PROVIDED TEXT:
=====
Personally I think registration of water mines, springs, wells, bore holes a good thing as it might stop someone above your source being given permission to install Fosse that might contaminate your water source


----------



## Ronnie_Yook (May 9, 2012)

canoeman said:


> At the time there was lots of "activity" & also misinformation about licencing but when it had all settled down the situation was much simpler than the initial flurry where apparently anything whatsoever to do with water reguired registration & licencing, but yes it's a National Law,
> 
> As I said I believe the reality is
> Boreholes must be licensed and pay a yearly fee
> ...


 Yes canoeman, I agree, especially the last part about registration...and, you never know, that here in the '_Ozarks_' somebody might pitch a claim!
=====
EXERCISE INSTRUCTIONS:
- A) The forum excerpt on registering water sources names several kinds of water source in its opening sentence. List every kind it names there.
- B) Write the next part of the forum excerpt on registering water sources, picking up right after its last sentence.

GIVEN DATA:
=====
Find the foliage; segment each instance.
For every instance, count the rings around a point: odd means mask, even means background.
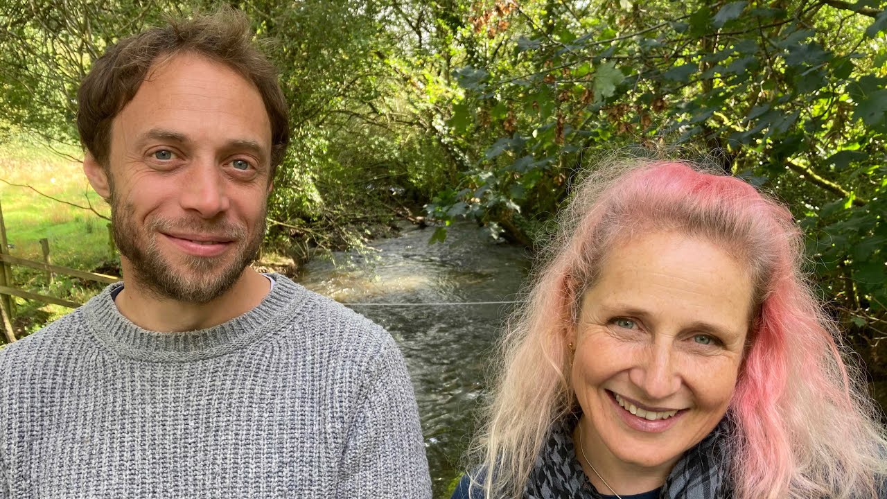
=====
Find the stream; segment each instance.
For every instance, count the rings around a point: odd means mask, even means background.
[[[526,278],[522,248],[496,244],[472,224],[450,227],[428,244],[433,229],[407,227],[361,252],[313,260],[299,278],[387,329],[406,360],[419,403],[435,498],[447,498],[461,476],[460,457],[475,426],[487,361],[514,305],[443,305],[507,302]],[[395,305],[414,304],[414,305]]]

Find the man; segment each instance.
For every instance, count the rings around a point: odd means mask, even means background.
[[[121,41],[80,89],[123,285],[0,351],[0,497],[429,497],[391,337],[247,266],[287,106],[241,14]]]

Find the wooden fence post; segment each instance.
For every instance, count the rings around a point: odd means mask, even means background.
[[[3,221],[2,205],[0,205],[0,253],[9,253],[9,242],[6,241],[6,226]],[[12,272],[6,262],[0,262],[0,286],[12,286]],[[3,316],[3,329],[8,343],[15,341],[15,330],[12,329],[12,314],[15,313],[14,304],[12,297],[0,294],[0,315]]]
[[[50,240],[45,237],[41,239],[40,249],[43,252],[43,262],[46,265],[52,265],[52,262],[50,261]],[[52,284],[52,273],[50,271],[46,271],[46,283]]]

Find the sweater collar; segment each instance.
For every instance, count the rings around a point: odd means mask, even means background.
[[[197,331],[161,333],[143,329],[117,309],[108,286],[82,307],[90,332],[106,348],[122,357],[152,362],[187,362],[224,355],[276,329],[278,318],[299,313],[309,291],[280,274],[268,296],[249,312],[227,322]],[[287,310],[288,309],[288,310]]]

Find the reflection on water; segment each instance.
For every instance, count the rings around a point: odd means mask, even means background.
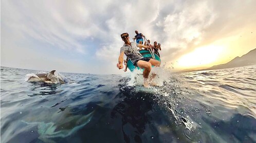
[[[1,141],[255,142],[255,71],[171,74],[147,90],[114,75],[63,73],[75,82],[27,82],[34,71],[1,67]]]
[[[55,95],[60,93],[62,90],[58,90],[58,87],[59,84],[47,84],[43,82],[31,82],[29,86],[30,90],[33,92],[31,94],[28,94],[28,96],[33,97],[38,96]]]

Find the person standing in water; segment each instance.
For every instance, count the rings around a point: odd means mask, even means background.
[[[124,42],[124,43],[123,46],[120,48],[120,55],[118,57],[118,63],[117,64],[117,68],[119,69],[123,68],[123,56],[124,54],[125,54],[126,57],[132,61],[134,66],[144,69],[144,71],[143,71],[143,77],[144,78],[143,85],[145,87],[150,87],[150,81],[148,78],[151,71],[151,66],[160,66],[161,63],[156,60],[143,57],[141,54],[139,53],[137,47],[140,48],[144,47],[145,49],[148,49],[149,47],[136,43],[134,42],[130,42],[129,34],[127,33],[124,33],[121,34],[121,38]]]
=====
TASK RESPONSES:
- A) water mines, springs, wells, bore holes

- B)
So...amanha for a reply from the water authorities...mind you it took EDP 4 years to install our electricity supply!


----------



## Ronnie_Yook (May 9, 2012)

Ronnie_Yook said:


> Hi canoeman,
> 
> Our application submitted in 2010, was for
> 'Licença utilizar o Recursos Hidricos – Captacao de Aguas'
> ...


Apologies for above links to the 'Algarve Resident'. These were correct at 2010, but they have changed it's name to '*Portugal Resident*'.

Apologies for any confusion.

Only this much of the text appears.